Prompt:
Answer these questions from the text below on body image after pregnancy.
(a) How many pounds does the writer say they gained while pregnant?
(b) What did physical therapy find was causing the writer's knee to misalign?
(c) How long has it been since the birth, according to the writer?

It's been many years since I have looked in a mirror and cringed at my reflection. Not because I had a flawless body pre-Maleah, but just because I had learned to love myself. My "fat knees" (thank you, Mitchell genetics) and flabby triceps just didn't bother me all that much. It took a very long time, but I had finally come to terms with the fact that this was my body, I was healthy, and I should be proud. So I was - for a long time.
While I was pregnant, I was basically in love with my body! I think the hormones worked wonders for my self-esteem! I remember feeling disgusting around 37 weeks, but then felt beautiful during weeks 38 & 39. I loved looking at my belly - so much so that I think I ignored everything else! I only gained about 26 pounds, but that's a lot for someone who is 5 foot 3. And after Maleah was born, it only took a few weeks to drop about 20 pounds (thanks to nursing!). Now those last 5-6 pounds are just lingering and they're beginning to drive me crazy.
But, as they say, everything changes after the baby. At first I was just amazed that I didn't have a big gut anymore. But, as the weeks passed and those 5-6 pounds held on with all their might and I STILL couldn't fit into most of my regular clothes, I started to feel the all-too-familiar cringe whenever I looked in the mirror. Now, I know most people would think 5-6 pounds is nothing. And, honestly, I don't really care about the numbers. I care about how I feel. And right now I don't feel like I did before - not at all.
In April, I had to go to physical therapy for knee pain. They did all sorts of exams on my knee and found nothing wrong with the joint itself. The problem was my quad muscles. For whatever reason, the muscles in my right thigh were not nearly as strong as the left and it was causing my knee to misalign. Huh?? I had never had any problems like that before Maleah, but I assume it was due to doing a lot more sitting/resting after she was born instead of being up and moving. That was the first huge hit to my ego - feeling dumb for letting my muscles get so weak.
I have also had some lingering health issues that concern me a little. I still have pain and tightness in my chest - I assume it is from the pneumonia I had after delivery, but I will talk to my doctor about it during my physical early next month. I also have had some strange headaches, tingling sensations in my neck and feet, and pains in my abdomen. All things I never experienced before having a baby.
Sometimes it worries me that it's been four and a half months and I'm still not "the same". Blake and I have plans for a large family, but I wonder if things are this bad after just one pregnancy, how will they be after a second or third? But I am beginning to realize I will never be the same. And that's okay. This body carried and birthed a beautiful baby and I should be proud of its battle scars.
I'm also having to realize that my life is much different than it was before being pregnant. These days I work a desk job - I'm having to reduce my caloric intake to match my activity level. I'm also having to work harder to fit more intentional physical activity into my day. Blake and I are working on continuing to eat healthier meals and to try to encourage one another to be active.
But, most of all, I'm just learning how to love myself again. Learning how to look in the mirror and appreciate what this body has been through so much that its flaws become invisible to me like they were before.

Excerpted records:
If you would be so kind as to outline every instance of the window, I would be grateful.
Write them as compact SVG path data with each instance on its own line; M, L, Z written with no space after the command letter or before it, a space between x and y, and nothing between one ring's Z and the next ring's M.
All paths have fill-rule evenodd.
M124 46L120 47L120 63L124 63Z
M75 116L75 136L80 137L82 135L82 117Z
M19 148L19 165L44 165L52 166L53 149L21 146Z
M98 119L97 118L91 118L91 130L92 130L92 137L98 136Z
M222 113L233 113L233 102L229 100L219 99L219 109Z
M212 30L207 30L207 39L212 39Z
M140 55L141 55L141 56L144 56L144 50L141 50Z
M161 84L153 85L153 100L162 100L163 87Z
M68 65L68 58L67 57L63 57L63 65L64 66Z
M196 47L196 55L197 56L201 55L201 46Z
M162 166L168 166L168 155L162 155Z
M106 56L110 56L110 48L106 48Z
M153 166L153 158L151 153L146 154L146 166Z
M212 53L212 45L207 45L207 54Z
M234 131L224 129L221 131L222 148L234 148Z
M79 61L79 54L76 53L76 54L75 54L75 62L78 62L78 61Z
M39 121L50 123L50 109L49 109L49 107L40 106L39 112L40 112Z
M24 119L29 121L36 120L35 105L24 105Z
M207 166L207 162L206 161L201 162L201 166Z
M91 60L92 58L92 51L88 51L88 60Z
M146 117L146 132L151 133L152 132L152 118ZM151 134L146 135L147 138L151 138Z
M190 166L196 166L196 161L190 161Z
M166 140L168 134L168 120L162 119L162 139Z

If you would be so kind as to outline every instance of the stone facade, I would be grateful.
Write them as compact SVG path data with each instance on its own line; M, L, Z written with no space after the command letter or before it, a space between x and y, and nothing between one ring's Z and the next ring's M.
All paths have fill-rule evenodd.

Expected answer:
(a) About 26 pounds.
(b) The quad muscles in the right thigh were much weaker than those in the left.
(c) Four and a half months.